■ Texte présenté
La mouture UBUNTU 8.04 est parue depuis quelques jours. Allez, Windowsiens, un petit effort : démarrez votre machine sur ce CD Live et essayez-le. Mais méfiez-vous, il se pourrait que vous aimiez beaucoup.



Charles Fréou a mis sur web un premier groupe d'intérêt francophone Scratch. N'oubliez pas de vous y inscrire si vous avez un certain intérêt pour ce superbe logiciel.

samedi 26 avril 2008

Surprise espagnole

Cyberfolio en Espagne !

Archives nationales

Je ne savais pas que j'étais répertorié à la Bibliothèque nationale du Québec.

vendredi 25 avril 2008

Phun



Un grand merci à Pierre qui m'a fait parvenir ce lien.

Colloque 5

Lors du 5e colloque TIC des RÉCIT de l'Outaouais, j'ai présenté un atelier de deux heures sur Scratch. Pour m'assister, j'avais quatre merveilleux élèves de l'école Saint-Pie X de Papineauville.

Et si, un jour, on passait du magistro-centré au pédo-centré ?

lundi 21 avril 2008

Sentimathalité

Mathématiques et sentiments, un billet écrit le 5 mars dernier par Fabien Besnard du blogue Mathéphysique m'a fait grand bien ce matin.

dimanche 20 avril 2008

Joanisse Awards

Hier soir, Marie et moi étions au traditionnel bal de fin d'année de l'école de danse Joanisse.

Jamais, mais au grand jamais j'aurais pensé un jour danser. Qui plus est, non seulement je danse, mais en plus j'aime ça !

Comment et pourquoi tombe-t-on en amour ? Une réponse claire et universelle est sans doute impossible à trouver. Cependant, après trois ans de cours, j'ai toujours ce même sentiment, fort, aigu et jouissif que « j'apprends ». Je mets entre guillemets, car le verbe apprendre est ici à la frontière du réel et de l'irréel. C'est indescriptible. Comme lorsqu'on assiste à la naissance de notre enfant. Mais ici, c'est une portion de notre cerveau qui prend vie. J'ai eu exactement le même sentiment lorsque, à 32 ans, ne sachant même pas ce que les touches blanches et noires signifiaient, je me suis mis à l'étude du piano. Cela a duré cinq ans, à deux heures par jour, cinq ans d'une quotidienne jouissance intellectuelle et ce, malgré mes énormes difficultés.

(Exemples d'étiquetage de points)
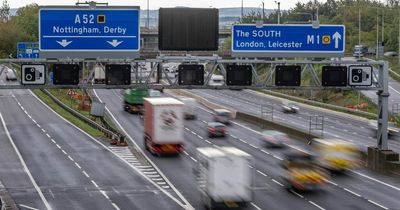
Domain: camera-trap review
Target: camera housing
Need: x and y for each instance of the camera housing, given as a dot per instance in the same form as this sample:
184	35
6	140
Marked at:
34	74
360	75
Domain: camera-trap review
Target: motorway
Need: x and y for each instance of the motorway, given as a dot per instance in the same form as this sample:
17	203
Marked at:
46	163
336	125
359	189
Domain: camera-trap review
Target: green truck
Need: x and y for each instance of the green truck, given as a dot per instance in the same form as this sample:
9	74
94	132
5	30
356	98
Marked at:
133	100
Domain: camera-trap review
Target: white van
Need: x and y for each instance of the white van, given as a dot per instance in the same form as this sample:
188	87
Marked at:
216	80
190	107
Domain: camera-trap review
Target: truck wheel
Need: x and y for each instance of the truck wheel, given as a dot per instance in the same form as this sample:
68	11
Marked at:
145	145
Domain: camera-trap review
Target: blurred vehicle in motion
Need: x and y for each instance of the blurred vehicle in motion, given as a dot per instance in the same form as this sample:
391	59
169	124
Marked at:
222	115
134	98
216	80
163	126
392	128
10	75
290	107
224	177
154	93
302	171
273	138
336	154
216	129
99	75
190	108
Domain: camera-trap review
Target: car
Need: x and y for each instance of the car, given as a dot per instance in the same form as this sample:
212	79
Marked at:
216	129
273	138
10	76
393	130
290	107
223	116
390	54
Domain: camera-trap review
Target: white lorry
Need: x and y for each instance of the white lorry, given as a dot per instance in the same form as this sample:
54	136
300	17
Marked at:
163	125
224	177
99	75
190	108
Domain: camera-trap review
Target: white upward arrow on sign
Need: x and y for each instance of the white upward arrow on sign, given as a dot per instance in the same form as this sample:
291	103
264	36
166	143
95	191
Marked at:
64	42
336	37
115	43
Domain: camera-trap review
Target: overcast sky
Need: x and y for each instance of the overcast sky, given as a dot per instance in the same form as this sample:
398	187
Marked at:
155	4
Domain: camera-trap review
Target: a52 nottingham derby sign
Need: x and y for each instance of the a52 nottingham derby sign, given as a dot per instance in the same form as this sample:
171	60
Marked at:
78	29
288	40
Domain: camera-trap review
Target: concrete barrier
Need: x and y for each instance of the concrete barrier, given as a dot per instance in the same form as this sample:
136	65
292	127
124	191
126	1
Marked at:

■ Énoncé
Citez le texte présenté à partir de l'endroit où figurent les mots « Cyberfolio en Espagne » jusqu'aux mots « parvenir ce lien. » inclus. La liste ne joue aucun rôle dans ce travail.

■ Corrigé
Cyberfolio en Espagne !

Archives nationales

Je ne savais pas que j'étais répertorié à la Bibliothèque nationale du Québec.

vendredi 25 avril 2008

Phun



Un grand merci à Pierre qui m'a fait parvenir ce lien.